→ Extrait du document:
┄┄┄┄┄┄┄┄┄┄

Près de 18 millions à Rosemère, 50 millions à Brossard: les acheteurs paient cher pour acquérir des golfs en banlieue. Pas par passion du sport, mais pour l'emplacement du terrain.

Une offre de 18 millions acceptée pour le golf de Rosemère

Les parcours de golf sont populaires ce printemps. Ce n'est pas tant que les golfeurs se précipitent sur les tertres de départ, c'est plutôt les promoteurs qui prennent d'assaut les pavillons des clubs de golf dans le but de convaincre leur administration d'accepter leur offre d'achat alléchante.

Dans la couronne nord de Montréal, le conseil d'administration du Club de Golf de Rosemère a accepté la fin de semaine avant Pâques une offre d'achat du promoteur Bâtimo d'une valeur de 18 millions.

« Ça fait plus d'un an et demi que l'on travaille le projet, a confié l'acquéreur, Francis Charron, président de Bâtimo, rencontré lors du Sommet immobilier de Montréal le 28 mars. Étant Rosemérois, c'est un projet qui me tient à coeur royalement. Je n'aurais pas mis la même énergie si le projet avait été ailleurs. Je veux le développer en collaboration avec les acteurs du milieu et faire un legs à la ville. »

Le président du conseil d'administration du club privé, Marc Belliveau, a confirmé au téléphone les informations jeudi.

Bâtimo a pris un « mulligan » sur le terrain puisqu'il s'était essayé une première fois en 2016.

À l'époque, Bâtimo avait offert 12,3 millions pour acquérir la lisière de 650 000 pi2 en façade de la route 117, qui longe le trou numéro 13. Il voulait ériger des bâtiments de six étages, alors que le zonage n'en autorisait que quatre. Mais les citoyens en consultation publique ont exprimé leur opposition à des constructions aussi hautes.

Après son désistement, le promoteur Sylvain Ménard avait déposé une offre d'achat conditionnelle de 27 millions pour la totalité des 6,5 millions de pieds carrés du club, qui a fait beaucoup jaser en raison de son prix élevé. À l'étape de la vérification environnementale, M. Ménard a préféré déclarer forfait. C'était en février dernier. Celui-ci n'a pas rappelé La Presse.

LE DROIT D'ÉGALER L'OFFRE

Cette fois-ci, l'offre d'achat de Bâtimo est inconditionnelle. Toutefois, le prêteur actuel du club privé, Restocam, du Groupe Vachon, de Montréal, n'a pas encore remis sa carte de pointage. Il détient un droit d'égaler l'offre, valide pour six mois.

┄┄┄┄┄┄┄┄┄┄

→ Entrées fournies:
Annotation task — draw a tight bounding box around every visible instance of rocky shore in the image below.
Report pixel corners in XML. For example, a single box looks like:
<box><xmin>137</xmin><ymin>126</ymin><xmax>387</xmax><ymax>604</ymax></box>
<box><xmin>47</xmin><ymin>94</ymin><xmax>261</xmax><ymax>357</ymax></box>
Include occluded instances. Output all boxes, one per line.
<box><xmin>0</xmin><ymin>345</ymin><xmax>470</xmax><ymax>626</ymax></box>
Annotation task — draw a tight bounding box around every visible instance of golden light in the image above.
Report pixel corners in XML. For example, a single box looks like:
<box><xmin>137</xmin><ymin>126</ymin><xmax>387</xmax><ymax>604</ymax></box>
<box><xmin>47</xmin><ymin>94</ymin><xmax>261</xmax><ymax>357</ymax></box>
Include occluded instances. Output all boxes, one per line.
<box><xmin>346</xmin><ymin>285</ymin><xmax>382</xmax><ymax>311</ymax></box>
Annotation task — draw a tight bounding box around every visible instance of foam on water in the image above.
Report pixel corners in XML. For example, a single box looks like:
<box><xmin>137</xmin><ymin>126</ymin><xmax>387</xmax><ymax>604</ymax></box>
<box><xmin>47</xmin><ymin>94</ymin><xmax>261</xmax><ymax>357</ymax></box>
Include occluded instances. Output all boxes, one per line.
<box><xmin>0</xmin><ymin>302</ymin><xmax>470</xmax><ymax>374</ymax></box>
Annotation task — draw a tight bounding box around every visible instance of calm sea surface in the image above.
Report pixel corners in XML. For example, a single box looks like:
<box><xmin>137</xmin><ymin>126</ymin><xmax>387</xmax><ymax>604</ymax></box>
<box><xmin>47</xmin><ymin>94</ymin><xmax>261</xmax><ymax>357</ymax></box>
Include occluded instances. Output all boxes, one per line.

┄┄┄┄┄┄┄┄┄┄

→ Tâches à faire:
(A) Pouvez-vous résumer en deux phrases l'article sur la vente du golf de Rosemère ?
(B) Dans l'article sur la vente du golf de Rosemère, que répondre aux questions suivantes ?
(i) Quel montant Bâtimo avait-il offert en 2016 ?
(ii) À combien s'élevait l'offre d'achat conditionnelle de Sylvain Ménard ?
(iii) Pendant combien de temps le droit d'égaler l'offre détenu par Restocam est-il valide ?
(C) Quelles sont toutes les personnes nommées dans l'article sur la vente du golf de Rosemère ?

→ Réponses:
(A) Le conseil d'administration du Club de Golf de Rosemère a accepté une offre d'achat inconditionnelle de 18 millions du promoteur Bâtimo, qui avait déjà tenté d'acquérir une partie du terrain en 2016. Le prêteur actuel du club, Restocam, détient toutefois un droit d'égaler l'offre, valide pour six mois.

(B)
(i) 12,3 millions.
(ii) 27 millions.
(iii) Six mois.

(C) Francis Charron, Marc Belliveau, Sylvain Ménard.